| Dataset content |
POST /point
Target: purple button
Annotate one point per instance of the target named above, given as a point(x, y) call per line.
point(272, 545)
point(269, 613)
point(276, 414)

| Short exercise |
Please copy every line above word for word, without changing anything.

| Output below |
POST /point
Target: purple button
Annotate one point per instance of the target named above, given as a point(x, y) call per line.
point(272, 545)
point(269, 613)
point(276, 414)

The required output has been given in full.